_Goal_: In two sentences, sum up the forum thread about the air baler below.

_Passage shown_:
# Air Baler



## Vol (Jul 5, 2009)

This inventor claims his system is better than a hydraulic bale tensioner as his "airbaler makes corrections on the fly either more or less tension.

Regards, Mike

Michigan producer


----------



## Mike120 (May 4, 2009)

I looked at them before I replaced my old baler. Devang, down south of me, has one and seems to be happy with it.


----------



## tnwalkingred (Jun 8, 2010)

I wonder if this would benefit my old MF12 baler much? I have been looking to upgrade to a better baler but this might prove to be a low cost fix until I do. Thoughts?????

--Kyle


----------



## Toyes Hill Angus (Dec 21, 2010)

I sat the fence on it for a while, I was torn between it and the bale skii. I went with the bale skii and figured on getting a few peices from Scott Seaver to add to my baler (NH311), but so far the bale skii has surpassed all of my expectations and I haven't went back to the air baler idea since...


----------



## Vol (Jul 5, 2009)

Toyes Hill Angus said:


> I sat the fence on it for a while, I was torn between it and the bale skii. I went with the bale skii and figured on getting a few peices from Scott Seaver to add to my baler (NH311), but so far the bale skii has surpassed all of my expectations and I haven't went back to the air baler idea since...


I ordered Bale Skiis from my Case/IH dealer today for my 1839 MF/Hesston. I hope it comes with well written instructions.

Regards, Mike


----------



## Mike120 (May 4, 2009)

I need to run down South and look at the one Jeff has. I suspect you could make one with a small air tank and an air-ride bladder, but I'm not sure what else is involved. So far my green baler is pretty consistent, but I'm also very anal retentive about raking.....


----------



## SVFHAY (Dec 5, 2008)

A friend of mine has one of these on a NH 575 and likes it. I think that baler had hyd. tension before he put it on but I'm not sure.


----------



## Bob M (Feb 11, 2012)

I run the bale skies also and love them. I would rather have the bale skies and the old hand crank press than the hydrofomatic and no bale skies.


----------



## davang (Apr 7, 2010)

Bob M said:


> I run the bale skies also and love them. I would rather have the bale skies and the old hand crank press than the hydrofomatic and no bale skies.


It all depends on the skill of the operator. For me besides the mechanical advantage over springs the air baler gives me a precise setting that I can repeat without guesswork. If you already have hydraulic not much extra benefit there. I want to get the skiis too. The metal in my chamber is getting thin in spots.


----------



## R Ball (Feb 26, 2013)

What is the skiis helping with?


----------



## Aurora_Ranch (Sep 25, 2012)

I wouldnt mind the ski's and an air bladder.


----------



## R Ball (Feb 26, 2013)

Our home made air baler is the ticket. We have it on a nh 565 with a kuhns accumulator behind it. One of the best moves we made.


----------



## somedevildawg (Jun 20, 2011)

Sounds like a great idea....how much are the bale skis for that 1839 Mike.....
Anyone know what kinda price he's marketing this air baler at?


----------



## thedeere4955 (Aug 19, 2013)

The air baler has 2 options one with just an air tank that you fill and the other has an onboard air compressor the first unit is $745 the unit with the compressor onboard is $1145


----------



## DSLinc1017 (Sep 27, 2009)

R Ball said:


> Our home made air baler is the ticket. We have it on a nh 565 with a kuhns accumulator behind it. One of the best moves we made.


Can you post a picture?

_Information shown_:
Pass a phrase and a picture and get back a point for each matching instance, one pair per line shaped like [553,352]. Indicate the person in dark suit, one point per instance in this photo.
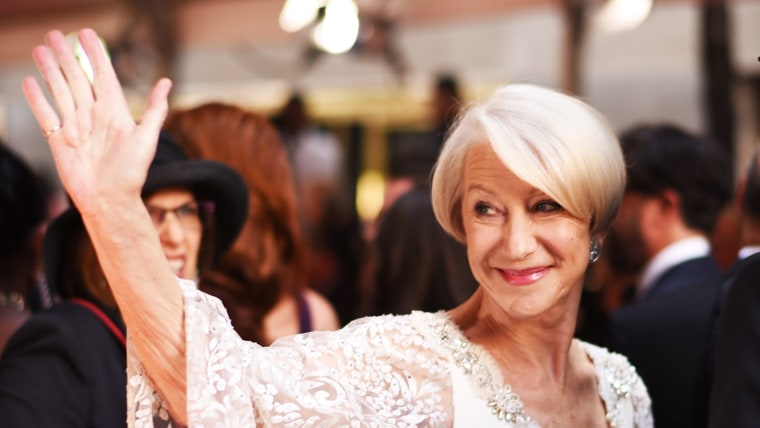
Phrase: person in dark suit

_Exercise answer_: An inventor's air baler is said to beat a hydraulic bale tensioner by adjusting tension on the fly, and it comes as a $745 unit with a fill-up air tank or a $1145 unit with an onboard compressor. Forum members who use it or a homemade version are happy with it and value its precise, repeatable setting, while others chose bale skiis instead and say they have exceeded expectations.